Setelah dilantik, ia berkomitmen untuk mendukung penuh visi Asta Cita Presiden Prabowo, yang keberhasilannya dianggap akan menentukan arah kebijakan nasional,
termasuk penanganan isu pekerja migran Indonesia. Menurutnya, pekerja migran adalah tanggung jawab besar yang membutuhkan perhatian khusus.
“Asta Cita Presiden Prabowo–Gibran harus kita sukseskan dan laksanakan sebaik-baiknya, karena tantangan ke depan terkait tenaga kerja migran sangat berat,” jelasnya.
Tugasnya tidak mudah, mengingat pekerja migran Indonesia tersebar di berbagai negara dengan berbagai tantangan seperti perlindungan hukum, peningkatan keterampilan, hingga pemenuhan hak-hak pekerja.
Sebagai Menteri P2MI sekaligus Kepala Badan P2MI, Mukhtarudin memiliki tanggung jawab besar untuk melindungi jutaan pekerja migran Indonesia di luar negeri. Ia dituntut untuk memastikan hak-hak mereka terlindungi sekaligus memperkuat peran negara dalam pengelolaan penempatan tenaga kerja.
Tantangan Besar
Mukhtarudin menyoroti sejumlah tantangan besar dalam perlindungan pekerja migran, mulai dari peningkatan kesejahteraan, jaminan keselamatan, hingga pemberdayaan di negara tujuan.
Ia menegaskan bahwa Kementerian P2MI akan berfokus pada penguatan regulasi, peningkatan kualitas pelatihan kerja, serta memperluas kerja sama internasional untuk memastikan hak-hak pekerja migran terpenuhi.

- Tugas yang Diberikan A -
Menurut teks yang diberikan, jabatan apa saja yang dipegang Mukhtarudin?
- Tugas yang Diberikan B -
Ringkas paragraf dalam teks yang diberikan yang diawali "Tugasnya tidak mudah" menjadi satu kalimat pendek tanpa menghilangkan fakta utamanya.
- Tugas yang Diberikan C -
Lanjutkan teks yang diberikan tentang Mukhtarudin, mulai setelah kalimat terakhirnya.

- Materi Sumber -
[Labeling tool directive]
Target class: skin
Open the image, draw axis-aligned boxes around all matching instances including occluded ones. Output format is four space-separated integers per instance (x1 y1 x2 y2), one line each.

- Jawaban Akhir A -
Menteri P2MI sekaligus Kepala Badan P2MI.

- Jawaban Akhir B -
Tugas ini berat karena pekerja migran Indonesia tersebar di berbagai negara dan menghadapi tantangan perlindungan hukum, peningkatan keterampilan, serta pemenuhan hak-hak pekerja.

- Jawaban Akhir C -
Salah satu strategi utamanya adalah memperluas akses pasar kerja luar negeri bagi pekerja migran Indonesia, sekaligus menjamin perlindungan hukum dan sosial yang lebih kuat.
“Kita akan dorong digitalisasi layanan untuk mempermudah proses penempatan dan pemantauan pekerja migran, serta memperkuat koordinasi dengan negara tujuan,” jelasnya.
Sinergi lintas sektor, termasuk dengan pihak swasta dan organisasi masyarakat sipil, menurutnya sangat penting untuk mendukung keberhasilan kebijakan tersebut.
Mukhtarudin percaya bahwa implementasi program-program yang sejalan dengan visi Presiden Prabowo akan memberikan dampak positif bagi pekerja migran Indonesia di seluruh negara penempatan.
Sebagai legislator berpengalaman dan politisi Golkar yang sering menangani isu publik, Mukhtarudin kini menghadapi tantangan berat untuk meningkatkan kualitas perlindungan pekerja migran, sebuah sektor yang selalu menjadi perhatian publik.
Pelatihan Vokasional
Mukhtarudin menekankan bahwa komitmen pemerintah tidak hanya terbatas pada perlindungan hukum bagi pekerja migran Indonesia (PMI), tetapi juga pada peningkatan kapasitas mereka melalui pelatihan dan pendidikan vokasional.
Transformasi Badan Perlindungan Pekerja Migran Indonesia (BP2MI) menjadi kementerian penuh dianggap sebagai langkah strategis untuk memperkuat posisi Indonesia di sektor tenaga kerja global.
“Ini adalah bukti nyata bahwa negara hadir, tidak hanya mengirimkan tenaga kerja ke luar negeri, tetapi juga membekali mereka dengan keterampilan,” ujarnya.
Pemerintah menargetkan devisa sebesar Rp439 triliun dari remitansi PMI pada 2025, meningkat signifikan dibandingkan capaian 2024 sebesar Rp251 triliun.
Data Bank Indonesia menunjukkan bahwa pada triwulan I-2025, devisa dari tenaga kerja TKI sudah mencapai USD74 juta, dengan total remitansi mencapai USD4,139 juta.
Kontribusi PMI sebagai pahlawan devisa semakin penting di tengah tantangan global, meskipun persoalan serius seperti eksploitasi, kekerasan, dan perdagangan orang masih menjadi ancaman, terutama di sektor informal. Mukhtarudin menekankan pentingnya pendidikan vokasional sebagai kunci pemberdayaan PMI.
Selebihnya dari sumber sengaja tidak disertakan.